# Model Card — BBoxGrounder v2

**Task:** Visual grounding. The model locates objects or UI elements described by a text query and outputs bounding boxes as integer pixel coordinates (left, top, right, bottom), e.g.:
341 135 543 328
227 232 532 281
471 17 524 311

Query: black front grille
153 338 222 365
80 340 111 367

---

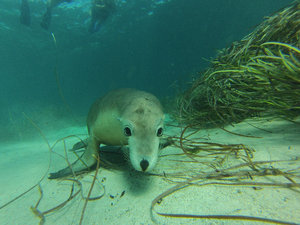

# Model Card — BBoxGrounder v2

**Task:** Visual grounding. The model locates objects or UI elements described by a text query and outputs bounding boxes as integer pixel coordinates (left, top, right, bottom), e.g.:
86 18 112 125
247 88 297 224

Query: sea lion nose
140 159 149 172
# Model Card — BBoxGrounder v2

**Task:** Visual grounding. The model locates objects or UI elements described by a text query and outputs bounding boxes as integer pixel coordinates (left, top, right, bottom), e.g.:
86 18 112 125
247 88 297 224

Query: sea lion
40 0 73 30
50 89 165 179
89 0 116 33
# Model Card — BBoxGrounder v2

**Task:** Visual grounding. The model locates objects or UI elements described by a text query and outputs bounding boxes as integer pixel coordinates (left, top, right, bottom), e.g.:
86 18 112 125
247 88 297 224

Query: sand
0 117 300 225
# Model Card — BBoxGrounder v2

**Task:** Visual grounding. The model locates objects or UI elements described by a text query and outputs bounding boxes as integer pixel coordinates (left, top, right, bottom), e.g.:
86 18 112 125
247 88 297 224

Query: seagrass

--

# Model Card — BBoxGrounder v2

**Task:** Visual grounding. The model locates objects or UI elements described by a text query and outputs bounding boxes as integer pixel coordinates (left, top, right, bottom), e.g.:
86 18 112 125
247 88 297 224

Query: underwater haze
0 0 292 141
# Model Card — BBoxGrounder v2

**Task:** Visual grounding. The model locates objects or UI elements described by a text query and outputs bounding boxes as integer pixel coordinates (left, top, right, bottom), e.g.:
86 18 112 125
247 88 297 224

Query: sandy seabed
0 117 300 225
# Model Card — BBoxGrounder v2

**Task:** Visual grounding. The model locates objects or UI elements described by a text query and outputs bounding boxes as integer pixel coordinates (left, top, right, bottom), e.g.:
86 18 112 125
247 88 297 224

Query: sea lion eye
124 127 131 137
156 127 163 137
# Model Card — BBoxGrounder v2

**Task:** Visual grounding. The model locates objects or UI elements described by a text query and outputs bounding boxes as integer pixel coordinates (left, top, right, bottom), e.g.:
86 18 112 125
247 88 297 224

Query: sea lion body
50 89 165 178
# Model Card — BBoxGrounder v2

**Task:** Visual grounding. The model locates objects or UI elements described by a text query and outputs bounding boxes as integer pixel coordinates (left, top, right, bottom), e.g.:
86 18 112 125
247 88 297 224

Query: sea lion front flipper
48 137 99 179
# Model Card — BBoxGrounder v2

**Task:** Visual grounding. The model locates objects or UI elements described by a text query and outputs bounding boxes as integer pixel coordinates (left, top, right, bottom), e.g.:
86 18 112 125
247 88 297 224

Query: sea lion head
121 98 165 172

### Do this
Locate every line in the records that contains the word "lion" and copy each of those lines.

### Exercise response
Query: sea lion nose
Query: sea lion
Query: sea lion eye
Query: sea lion body
Query: sea lion front flipper
Query: sea lion head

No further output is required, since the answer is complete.